>> Begin

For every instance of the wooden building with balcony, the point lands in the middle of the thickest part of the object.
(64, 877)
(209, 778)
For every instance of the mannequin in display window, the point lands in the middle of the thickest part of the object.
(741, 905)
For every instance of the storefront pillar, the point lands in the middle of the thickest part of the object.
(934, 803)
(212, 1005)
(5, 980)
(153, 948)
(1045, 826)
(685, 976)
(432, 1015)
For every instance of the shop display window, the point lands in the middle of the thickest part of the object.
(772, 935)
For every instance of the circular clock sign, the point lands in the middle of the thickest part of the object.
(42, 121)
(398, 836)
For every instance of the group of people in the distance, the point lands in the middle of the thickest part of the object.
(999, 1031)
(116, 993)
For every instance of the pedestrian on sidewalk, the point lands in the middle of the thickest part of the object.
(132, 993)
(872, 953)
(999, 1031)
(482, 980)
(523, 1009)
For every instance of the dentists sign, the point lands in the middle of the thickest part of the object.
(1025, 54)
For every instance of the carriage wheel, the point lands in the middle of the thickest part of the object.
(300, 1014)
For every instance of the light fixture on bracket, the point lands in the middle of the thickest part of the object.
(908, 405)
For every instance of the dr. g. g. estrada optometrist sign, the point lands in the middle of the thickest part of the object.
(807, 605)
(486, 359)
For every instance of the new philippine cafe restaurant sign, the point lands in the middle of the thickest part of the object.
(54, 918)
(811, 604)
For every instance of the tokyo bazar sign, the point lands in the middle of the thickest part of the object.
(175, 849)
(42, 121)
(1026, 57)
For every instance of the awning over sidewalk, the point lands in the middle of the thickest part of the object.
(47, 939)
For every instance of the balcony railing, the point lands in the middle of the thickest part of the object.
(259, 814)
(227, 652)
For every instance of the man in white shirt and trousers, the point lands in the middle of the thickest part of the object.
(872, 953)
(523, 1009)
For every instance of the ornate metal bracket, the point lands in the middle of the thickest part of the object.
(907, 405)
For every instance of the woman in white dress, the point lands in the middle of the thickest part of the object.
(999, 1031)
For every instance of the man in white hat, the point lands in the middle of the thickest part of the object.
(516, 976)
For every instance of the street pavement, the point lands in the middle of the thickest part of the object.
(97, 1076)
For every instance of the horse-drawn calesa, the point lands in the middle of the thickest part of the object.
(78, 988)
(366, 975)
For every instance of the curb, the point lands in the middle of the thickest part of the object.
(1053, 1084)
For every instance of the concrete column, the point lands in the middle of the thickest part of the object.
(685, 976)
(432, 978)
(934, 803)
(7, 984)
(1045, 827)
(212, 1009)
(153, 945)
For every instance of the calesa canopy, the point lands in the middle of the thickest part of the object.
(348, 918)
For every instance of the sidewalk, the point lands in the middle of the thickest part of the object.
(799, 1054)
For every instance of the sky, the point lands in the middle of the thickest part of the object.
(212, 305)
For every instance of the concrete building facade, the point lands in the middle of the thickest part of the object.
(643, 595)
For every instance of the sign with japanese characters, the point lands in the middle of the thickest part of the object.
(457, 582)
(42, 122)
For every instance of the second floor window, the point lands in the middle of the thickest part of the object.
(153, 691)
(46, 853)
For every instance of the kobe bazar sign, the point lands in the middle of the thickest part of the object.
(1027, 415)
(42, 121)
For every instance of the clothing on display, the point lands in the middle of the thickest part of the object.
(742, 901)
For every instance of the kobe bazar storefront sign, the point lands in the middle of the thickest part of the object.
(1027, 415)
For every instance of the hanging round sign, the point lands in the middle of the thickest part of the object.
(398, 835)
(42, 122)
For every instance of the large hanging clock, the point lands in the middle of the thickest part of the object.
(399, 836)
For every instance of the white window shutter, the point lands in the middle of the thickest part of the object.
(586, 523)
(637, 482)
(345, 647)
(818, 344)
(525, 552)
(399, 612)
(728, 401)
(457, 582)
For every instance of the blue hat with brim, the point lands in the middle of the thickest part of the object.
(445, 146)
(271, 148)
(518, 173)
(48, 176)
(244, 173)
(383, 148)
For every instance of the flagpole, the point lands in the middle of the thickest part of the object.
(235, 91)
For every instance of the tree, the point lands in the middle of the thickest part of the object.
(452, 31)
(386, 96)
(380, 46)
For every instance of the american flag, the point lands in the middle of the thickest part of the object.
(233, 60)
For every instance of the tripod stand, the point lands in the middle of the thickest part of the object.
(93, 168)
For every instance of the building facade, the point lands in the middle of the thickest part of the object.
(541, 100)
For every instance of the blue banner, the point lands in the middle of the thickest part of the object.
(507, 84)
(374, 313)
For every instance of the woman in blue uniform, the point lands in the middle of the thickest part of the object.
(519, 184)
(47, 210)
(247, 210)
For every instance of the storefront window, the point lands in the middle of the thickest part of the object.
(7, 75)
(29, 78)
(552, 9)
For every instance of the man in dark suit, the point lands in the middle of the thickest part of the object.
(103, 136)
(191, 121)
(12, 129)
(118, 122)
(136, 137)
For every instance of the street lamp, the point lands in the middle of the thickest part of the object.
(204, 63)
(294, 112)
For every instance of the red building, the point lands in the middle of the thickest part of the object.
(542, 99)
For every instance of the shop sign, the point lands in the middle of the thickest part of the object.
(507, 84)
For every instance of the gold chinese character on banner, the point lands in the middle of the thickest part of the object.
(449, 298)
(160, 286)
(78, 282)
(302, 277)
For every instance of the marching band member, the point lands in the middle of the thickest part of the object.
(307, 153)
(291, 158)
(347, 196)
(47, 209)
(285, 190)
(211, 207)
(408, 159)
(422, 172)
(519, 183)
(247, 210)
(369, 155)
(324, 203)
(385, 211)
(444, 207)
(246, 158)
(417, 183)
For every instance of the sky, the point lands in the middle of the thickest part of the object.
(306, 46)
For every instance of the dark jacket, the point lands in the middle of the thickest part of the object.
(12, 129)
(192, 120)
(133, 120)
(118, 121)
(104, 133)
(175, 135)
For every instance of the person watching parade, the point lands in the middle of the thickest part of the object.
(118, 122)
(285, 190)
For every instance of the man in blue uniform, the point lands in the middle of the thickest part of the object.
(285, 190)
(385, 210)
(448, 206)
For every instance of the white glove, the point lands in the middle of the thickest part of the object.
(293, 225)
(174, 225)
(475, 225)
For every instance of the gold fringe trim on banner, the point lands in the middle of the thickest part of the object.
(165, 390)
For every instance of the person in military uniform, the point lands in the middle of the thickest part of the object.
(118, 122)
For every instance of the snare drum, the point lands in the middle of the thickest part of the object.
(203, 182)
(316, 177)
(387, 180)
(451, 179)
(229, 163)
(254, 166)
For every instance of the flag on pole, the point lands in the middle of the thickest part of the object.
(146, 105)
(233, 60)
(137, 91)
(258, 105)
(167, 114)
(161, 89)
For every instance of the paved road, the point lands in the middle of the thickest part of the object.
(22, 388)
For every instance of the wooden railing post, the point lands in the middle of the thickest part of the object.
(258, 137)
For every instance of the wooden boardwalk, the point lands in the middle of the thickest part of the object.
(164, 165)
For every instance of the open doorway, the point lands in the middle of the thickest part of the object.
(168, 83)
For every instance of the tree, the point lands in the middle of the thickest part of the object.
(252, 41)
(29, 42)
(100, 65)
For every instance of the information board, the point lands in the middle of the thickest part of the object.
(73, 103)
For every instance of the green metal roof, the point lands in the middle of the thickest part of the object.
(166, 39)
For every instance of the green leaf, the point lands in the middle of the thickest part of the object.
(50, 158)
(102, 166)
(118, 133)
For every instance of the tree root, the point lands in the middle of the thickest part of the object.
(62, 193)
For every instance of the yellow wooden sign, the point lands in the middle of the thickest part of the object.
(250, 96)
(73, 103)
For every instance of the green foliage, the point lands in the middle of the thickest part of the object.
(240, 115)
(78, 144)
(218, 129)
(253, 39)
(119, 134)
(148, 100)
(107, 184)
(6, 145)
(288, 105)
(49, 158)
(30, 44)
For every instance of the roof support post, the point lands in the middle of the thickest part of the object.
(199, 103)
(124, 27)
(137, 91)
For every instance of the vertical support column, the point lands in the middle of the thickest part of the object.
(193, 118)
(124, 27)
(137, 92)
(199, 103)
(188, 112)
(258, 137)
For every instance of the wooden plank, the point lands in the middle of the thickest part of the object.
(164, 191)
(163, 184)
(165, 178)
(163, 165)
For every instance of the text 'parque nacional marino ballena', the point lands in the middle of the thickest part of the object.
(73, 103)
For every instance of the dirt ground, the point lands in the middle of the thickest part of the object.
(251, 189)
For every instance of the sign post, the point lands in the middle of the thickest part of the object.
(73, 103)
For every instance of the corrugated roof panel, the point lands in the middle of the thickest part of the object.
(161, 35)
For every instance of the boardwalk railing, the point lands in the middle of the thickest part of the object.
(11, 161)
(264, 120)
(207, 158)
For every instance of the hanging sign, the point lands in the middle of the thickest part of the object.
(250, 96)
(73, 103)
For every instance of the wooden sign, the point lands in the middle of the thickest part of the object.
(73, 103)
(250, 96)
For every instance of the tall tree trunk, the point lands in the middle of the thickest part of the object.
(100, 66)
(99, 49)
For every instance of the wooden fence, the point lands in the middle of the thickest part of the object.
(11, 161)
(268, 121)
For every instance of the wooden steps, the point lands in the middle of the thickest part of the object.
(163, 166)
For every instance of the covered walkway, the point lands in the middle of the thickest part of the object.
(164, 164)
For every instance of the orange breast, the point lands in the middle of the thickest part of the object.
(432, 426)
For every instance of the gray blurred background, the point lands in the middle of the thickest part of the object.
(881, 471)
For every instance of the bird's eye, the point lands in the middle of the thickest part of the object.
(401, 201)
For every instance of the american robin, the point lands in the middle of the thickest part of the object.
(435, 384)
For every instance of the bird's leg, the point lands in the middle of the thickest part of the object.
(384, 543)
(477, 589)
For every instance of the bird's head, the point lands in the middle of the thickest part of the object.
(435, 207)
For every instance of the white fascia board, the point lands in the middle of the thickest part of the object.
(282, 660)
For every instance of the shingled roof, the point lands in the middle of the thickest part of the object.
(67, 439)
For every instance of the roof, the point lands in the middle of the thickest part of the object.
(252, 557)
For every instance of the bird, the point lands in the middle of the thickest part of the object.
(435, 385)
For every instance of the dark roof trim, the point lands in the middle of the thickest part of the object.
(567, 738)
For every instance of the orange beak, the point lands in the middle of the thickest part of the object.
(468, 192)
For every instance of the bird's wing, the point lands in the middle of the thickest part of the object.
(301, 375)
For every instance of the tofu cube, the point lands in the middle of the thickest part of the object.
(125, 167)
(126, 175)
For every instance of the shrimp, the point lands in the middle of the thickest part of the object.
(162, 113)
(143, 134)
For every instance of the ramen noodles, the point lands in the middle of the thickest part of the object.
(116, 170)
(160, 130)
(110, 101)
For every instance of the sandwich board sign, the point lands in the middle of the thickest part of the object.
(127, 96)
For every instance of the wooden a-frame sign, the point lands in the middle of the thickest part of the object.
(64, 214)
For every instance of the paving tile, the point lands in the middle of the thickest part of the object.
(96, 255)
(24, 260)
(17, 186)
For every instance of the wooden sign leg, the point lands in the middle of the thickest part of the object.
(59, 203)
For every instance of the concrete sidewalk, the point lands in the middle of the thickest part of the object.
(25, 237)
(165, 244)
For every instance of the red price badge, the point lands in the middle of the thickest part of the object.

>> End

» EXERCISE REQUIREMENTS: Convert the items from the line containing "For every instance of the dentists" through the line containing "(1053, 1084)" into a JSON list of strings, with one string per line and blank lines omitted.

» WORKED SOLUTION:
[
  "For every instance of the dentists sign, the point lands in the middle of the thickest part of the object.",
  "(1025, 54)",
  "For every instance of the carriage wheel, the point lands in the middle of the thickest part of the object.",
  "(300, 1014)",
  "For every instance of the light fixture on bracket, the point lands in the middle of the thickest part of the object.",
  "(908, 405)",
  "For every instance of the dr. g. g. estrada optometrist sign, the point lands in the middle of the thickest part of the object.",
  "(807, 605)",
  "(486, 359)",
  "For every instance of the new philippine cafe restaurant sign, the point lands in the middle of the thickest part of the object.",
  "(54, 918)",
  "(811, 604)",
  "For every instance of the tokyo bazar sign, the point lands in the middle of the thickest part of the object.",
  "(175, 849)",
  "(42, 121)",
  "(1026, 57)",
  "For every instance of the awning over sidewalk, the point lands in the middle of the thickest part of the object.",
  "(47, 939)",
  "For every instance of the balcony railing, the point lands in the middle of the thickest part of the object.",
  "(259, 814)",
  "(227, 652)",
  "For every instance of the man in white shirt and trousers, the point lands in the middle of the thickest part of the object.",
  "(872, 953)",
  "(523, 1009)",
  "For every instance of the ornate metal bracket, the point lands in the middle of the thickest part of the object.",
  "(907, 405)",
  "For every instance of the woman in white dress, the point lands in the middle of the thickest part of the object.",
  "(999, 1031)",
  "For every instance of the man in white hat, the point lands in the middle of the thickest part of the object.",
  "(516, 976)",
  "For every instance of the street pavement, the point lands in the middle of the thickest part of the object.",
  "(97, 1076)",
  "For every instance of the horse-drawn calesa, the point lands in the middle of the thickest part of the object.",
  "(78, 988)",
  "(366, 975)",
  "For every instance of the curb, the point lands in the middle of the thickest part of the object.",
  "(1053, 1084)"
]